§ **Data provided**
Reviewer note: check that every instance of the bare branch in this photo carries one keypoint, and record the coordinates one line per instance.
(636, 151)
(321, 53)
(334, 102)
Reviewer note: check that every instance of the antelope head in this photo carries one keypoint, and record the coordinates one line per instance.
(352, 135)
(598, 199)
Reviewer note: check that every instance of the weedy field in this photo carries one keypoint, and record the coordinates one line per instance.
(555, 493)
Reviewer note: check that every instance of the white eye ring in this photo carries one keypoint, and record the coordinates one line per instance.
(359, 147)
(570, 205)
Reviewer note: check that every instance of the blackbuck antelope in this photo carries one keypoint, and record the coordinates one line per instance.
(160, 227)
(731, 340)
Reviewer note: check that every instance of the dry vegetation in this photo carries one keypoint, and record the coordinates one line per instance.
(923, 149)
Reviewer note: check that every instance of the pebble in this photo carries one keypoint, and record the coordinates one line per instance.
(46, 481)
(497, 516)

§ **The task**
Set down exactly the lines beginning at the one that holds "Reviewer note: check that every instance of the blackbuck" and ending with the last line of the data.

§ **Solution to the exercise**
Reviewer note: check that every instance of the blackbuck antelope in this photo carries one keypoint, and record the coordinates one line per instance.
(160, 227)
(731, 340)
Reviewer note: check that every instance of the dry vegetation in this photo carries one keypoint, and record the coordinates one line per instance.
(923, 149)
Reviewer note: check that every instance of the pebble in this photo carries one keypoint, and record the coordinates one line per instance.
(46, 481)
(497, 516)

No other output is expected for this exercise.